··· Data in this exercise ···

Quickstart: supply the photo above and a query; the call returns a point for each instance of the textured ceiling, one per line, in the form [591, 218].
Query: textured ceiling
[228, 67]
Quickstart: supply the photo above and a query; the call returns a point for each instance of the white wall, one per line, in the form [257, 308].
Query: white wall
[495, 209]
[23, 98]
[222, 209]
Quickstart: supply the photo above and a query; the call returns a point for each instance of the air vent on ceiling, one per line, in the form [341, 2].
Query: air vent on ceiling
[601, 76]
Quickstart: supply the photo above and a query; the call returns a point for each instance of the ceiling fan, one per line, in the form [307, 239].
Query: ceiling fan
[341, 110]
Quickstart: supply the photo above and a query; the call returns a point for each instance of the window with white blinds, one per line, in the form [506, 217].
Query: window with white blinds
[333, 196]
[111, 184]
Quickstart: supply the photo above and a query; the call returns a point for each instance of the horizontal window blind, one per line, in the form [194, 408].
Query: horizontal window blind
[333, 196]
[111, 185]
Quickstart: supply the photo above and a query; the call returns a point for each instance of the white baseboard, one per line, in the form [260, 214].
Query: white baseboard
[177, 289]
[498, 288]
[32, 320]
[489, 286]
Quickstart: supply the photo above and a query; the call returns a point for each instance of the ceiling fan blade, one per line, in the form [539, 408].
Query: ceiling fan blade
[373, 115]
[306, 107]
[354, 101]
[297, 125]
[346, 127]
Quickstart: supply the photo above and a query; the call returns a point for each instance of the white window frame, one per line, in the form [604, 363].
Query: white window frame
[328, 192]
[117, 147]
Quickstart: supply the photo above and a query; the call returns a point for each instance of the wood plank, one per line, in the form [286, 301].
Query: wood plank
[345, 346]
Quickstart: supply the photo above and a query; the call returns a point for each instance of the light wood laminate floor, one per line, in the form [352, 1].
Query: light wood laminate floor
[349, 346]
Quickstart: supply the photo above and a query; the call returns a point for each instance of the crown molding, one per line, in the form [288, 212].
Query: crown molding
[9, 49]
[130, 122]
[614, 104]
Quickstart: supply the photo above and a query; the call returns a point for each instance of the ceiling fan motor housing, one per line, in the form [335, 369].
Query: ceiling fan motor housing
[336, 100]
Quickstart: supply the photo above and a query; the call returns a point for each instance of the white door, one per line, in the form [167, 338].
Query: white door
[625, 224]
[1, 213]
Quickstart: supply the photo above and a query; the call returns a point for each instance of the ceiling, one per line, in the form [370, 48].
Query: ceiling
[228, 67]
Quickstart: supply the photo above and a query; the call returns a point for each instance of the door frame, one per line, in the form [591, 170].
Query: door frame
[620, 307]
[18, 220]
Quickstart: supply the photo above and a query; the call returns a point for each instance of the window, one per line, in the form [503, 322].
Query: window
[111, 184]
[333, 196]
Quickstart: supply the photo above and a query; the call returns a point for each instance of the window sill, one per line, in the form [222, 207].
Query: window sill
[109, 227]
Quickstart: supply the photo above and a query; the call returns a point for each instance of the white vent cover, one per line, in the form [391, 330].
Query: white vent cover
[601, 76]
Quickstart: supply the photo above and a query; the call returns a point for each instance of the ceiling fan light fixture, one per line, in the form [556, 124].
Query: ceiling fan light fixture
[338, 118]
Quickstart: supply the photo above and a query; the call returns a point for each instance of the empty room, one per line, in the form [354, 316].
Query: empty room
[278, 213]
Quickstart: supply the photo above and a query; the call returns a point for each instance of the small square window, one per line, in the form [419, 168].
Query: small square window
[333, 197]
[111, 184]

···

**Work required:** Starting at the line containing "form [354, 316]." and continuing through the last of the entries, write those lines out again, requests included, with every coordinate in the answer points shifted up by 123.

**Answer to this problem:**
Quickstart: supply the photo above and a query; the call returns a point for each instance of the empty room, one per line, in the form [354, 316].
Query: empty room
[401, 336]
Quickstart: supply the photo above and a query; the call returns a point for each instance of the small square window, one per line, in the form [419, 168].
Query: small square window
[456, 320]
[234, 307]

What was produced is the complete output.